Reproduce every one of the records below word for word, keeping each line identical to the original.

========

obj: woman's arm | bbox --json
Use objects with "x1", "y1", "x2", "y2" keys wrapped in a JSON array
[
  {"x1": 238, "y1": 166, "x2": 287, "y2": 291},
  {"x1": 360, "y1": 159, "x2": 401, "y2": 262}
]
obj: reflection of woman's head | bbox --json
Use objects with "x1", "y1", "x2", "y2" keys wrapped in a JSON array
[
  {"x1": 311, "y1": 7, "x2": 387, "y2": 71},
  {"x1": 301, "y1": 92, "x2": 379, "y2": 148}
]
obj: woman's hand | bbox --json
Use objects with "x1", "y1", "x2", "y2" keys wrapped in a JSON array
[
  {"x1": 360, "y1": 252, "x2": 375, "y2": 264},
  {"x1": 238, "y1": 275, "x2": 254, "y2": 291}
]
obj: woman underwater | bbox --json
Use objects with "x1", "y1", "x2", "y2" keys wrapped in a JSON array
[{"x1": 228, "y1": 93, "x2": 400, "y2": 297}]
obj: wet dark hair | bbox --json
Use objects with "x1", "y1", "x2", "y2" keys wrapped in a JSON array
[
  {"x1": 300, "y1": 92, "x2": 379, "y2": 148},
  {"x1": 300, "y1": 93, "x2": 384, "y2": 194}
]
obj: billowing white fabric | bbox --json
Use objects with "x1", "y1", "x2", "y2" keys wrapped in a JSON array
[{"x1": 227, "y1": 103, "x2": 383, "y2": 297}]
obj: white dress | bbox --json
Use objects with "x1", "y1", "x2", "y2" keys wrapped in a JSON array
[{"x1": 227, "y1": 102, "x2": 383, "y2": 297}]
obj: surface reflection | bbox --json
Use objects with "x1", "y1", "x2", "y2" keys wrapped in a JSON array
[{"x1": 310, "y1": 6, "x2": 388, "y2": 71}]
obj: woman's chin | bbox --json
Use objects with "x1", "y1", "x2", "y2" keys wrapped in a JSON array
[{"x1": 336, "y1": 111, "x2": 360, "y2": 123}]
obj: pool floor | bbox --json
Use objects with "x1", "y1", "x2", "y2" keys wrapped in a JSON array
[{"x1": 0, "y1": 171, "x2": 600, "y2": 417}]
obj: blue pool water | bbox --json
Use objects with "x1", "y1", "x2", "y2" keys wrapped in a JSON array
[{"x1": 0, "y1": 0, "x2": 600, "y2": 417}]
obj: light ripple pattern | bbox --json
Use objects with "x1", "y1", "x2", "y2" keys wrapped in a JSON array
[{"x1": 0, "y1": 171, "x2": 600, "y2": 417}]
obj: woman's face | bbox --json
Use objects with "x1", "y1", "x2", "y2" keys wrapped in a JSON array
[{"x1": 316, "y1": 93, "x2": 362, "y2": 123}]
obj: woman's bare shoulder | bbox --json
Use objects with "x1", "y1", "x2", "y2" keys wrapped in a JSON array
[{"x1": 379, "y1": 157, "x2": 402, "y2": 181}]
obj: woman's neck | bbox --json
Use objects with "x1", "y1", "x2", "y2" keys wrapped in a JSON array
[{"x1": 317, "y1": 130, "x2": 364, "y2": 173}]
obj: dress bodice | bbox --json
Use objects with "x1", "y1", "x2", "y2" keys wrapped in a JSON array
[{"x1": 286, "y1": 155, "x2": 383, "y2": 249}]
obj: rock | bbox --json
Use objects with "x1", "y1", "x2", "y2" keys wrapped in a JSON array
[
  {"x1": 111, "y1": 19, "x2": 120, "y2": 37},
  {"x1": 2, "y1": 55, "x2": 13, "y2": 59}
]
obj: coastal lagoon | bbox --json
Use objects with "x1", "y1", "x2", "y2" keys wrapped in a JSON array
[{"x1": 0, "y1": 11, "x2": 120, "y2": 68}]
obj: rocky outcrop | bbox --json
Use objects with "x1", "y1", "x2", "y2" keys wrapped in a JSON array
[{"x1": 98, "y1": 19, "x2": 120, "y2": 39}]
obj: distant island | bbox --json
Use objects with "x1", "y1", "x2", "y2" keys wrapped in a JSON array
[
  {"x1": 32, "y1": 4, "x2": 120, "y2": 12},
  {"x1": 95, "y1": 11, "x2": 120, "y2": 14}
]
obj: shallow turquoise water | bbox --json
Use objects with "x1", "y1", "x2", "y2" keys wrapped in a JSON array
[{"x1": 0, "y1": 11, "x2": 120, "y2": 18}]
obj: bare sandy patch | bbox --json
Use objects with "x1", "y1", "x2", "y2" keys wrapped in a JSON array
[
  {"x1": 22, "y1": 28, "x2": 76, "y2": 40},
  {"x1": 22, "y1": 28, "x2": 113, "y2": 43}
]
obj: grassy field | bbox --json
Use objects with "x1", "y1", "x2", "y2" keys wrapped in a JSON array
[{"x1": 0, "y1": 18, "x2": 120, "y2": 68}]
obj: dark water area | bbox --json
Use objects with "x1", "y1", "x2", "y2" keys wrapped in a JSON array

========

Result of the task:
obj: woman's arm | bbox --json
Use objects with "x1", "y1", "x2", "y2" keys wrapped in a JSON array
[
  {"x1": 238, "y1": 166, "x2": 287, "y2": 291},
  {"x1": 360, "y1": 159, "x2": 401, "y2": 262}
]
obj: reflection of woman's head | bbox --json
Use objects with "x1", "y1", "x2", "y2" keys wrapped in a JSON array
[
  {"x1": 311, "y1": 7, "x2": 387, "y2": 71},
  {"x1": 301, "y1": 92, "x2": 379, "y2": 148}
]
obj: woman's hand | bbox --json
Use objects with "x1", "y1", "x2", "y2" keys wrapped in a JSON array
[
  {"x1": 360, "y1": 252, "x2": 375, "y2": 264},
  {"x1": 238, "y1": 275, "x2": 254, "y2": 291}
]
obj: woman underwater | bbox --json
Use objects with "x1", "y1", "x2", "y2" keys wrapped in a JSON array
[{"x1": 228, "y1": 93, "x2": 400, "y2": 297}]
obj: wet dark hair | bbox --json
Use objects with "x1", "y1", "x2", "y2" keys wrapped in a JSON array
[
  {"x1": 300, "y1": 92, "x2": 379, "y2": 148},
  {"x1": 300, "y1": 93, "x2": 384, "y2": 194}
]
obj: billowing white fabric | bbox --json
Use objects with "x1", "y1", "x2", "y2" keys wrapped in a JSON array
[{"x1": 227, "y1": 103, "x2": 383, "y2": 297}]
obj: white dress | bbox --json
Use objects with "x1", "y1", "x2", "y2" keys wrapped in a JSON array
[{"x1": 227, "y1": 102, "x2": 383, "y2": 297}]
obj: surface reflection | bbox --json
Use objects with "x1", "y1", "x2", "y2" keys wrapped in a JSON array
[{"x1": 310, "y1": 6, "x2": 388, "y2": 71}]
obj: woman's chin | bbox --json
Use objects with "x1", "y1", "x2", "y2" keys wrapped in a JSON array
[{"x1": 336, "y1": 111, "x2": 360, "y2": 123}]
obj: pool floor | bbox --json
Use objects with "x1", "y1", "x2", "y2" keys wrapped in a JSON array
[{"x1": 0, "y1": 171, "x2": 600, "y2": 417}]
obj: blue pool water | bbox --json
Use objects with "x1", "y1", "x2", "y2" keys wrapped in a JSON array
[{"x1": 0, "y1": 0, "x2": 600, "y2": 417}]
obj: light ripple pattern | bbox --json
Use objects with "x1", "y1", "x2", "y2" keys wrapped in a JSON array
[{"x1": 0, "y1": 171, "x2": 600, "y2": 417}]
obj: woman's face | bbox --json
Use objects with "x1", "y1", "x2", "y2" keys wrapped in a JSON array
[{"x1": 316, "y1": 93, "x2": 362, "y2": 123}]
obj: woman's bare shoulder | bbox --json
Use objects with "x1", "y1", "x2", "y2" keys wrapped in a JSON array
[{"x1": 379, "y1": 157, "x2": 402, "y2": 181}]
obj: woman's neck | bbox --json
Use objects with "x1", "y1", "x2", "y2" keys wrapped in a JSON array
[{"x1": 317, "y1": 130, "x2": 364, "y2": 173}]
obj: dress bodice | bbox --json
Use objects with "x1", "y1", "x2", "y2" keys wrapped in a JSON array
[{"x1": 286, "y1": 155, "x2": 383, "y2": 249}]
obj: rock | bbox --json
Use objects with "x1", "y1", "x2", "y2" keys wrapped in a JSON array
[
  {"x1": 111, "y1": 19, "x2": 120, "y2": 37},
  {"x1": 2, "y1": 55, "x2": 13, "y2": 59}
]
obj: coastal lagoon | bbox --json
Use objects with "x1", "y1", "x2", "y2" keys wrapped in a JSON array
[{"x1": 0, "y1": 11, "x2": 120, "y2": 68}]
obj: rocky outcrop | bbox --json
Use objects with "x1", "y1", "x2", "y2" keys wrapped in a JSON array
[{"x1": 98, "y1": 19, "x2": 120, "y2": 39}]
obj: distant island | bbox --json
Use objects with "x1", "y1", "x2", "y2" keys wrapped in a JSON array
[
  {"x1": 32, "y1": 4, "x2": 120, "y2": 12},
  {"x1": 95, "y1": 11, "x2": 120, "y2": 14}
]
obj: shallow turquoise water | bbox --json
Use objects with "x1", "y1", "x2", "y2" keys wrapped in a JSON array
[{"x1": 0, "y1": 11, "x2": 120, "y2": 18}]
obj: bare sandy patch | bbox --json
Use objects with "x1", "y1", "x2", "y2" keys wrapped in a JSON array
[
  {"x1": 22, "y1": 28, "x2": 76, "y2": 40},
  {"x1": 22, "y1": 28, "x2": 113, "y2": 43}
]
obj: grassy field | bbox --json
Use objects with "x1", "y1", "x2", "y2" keys wrapped in a JSON array
[{"x1": 0, "y1": 18, "x2": 120, "y2": 68}]
obj: dark water area | bbox --json
Use objects with "x1", "y1", "x2", "y2" keys wrapped in a JSON array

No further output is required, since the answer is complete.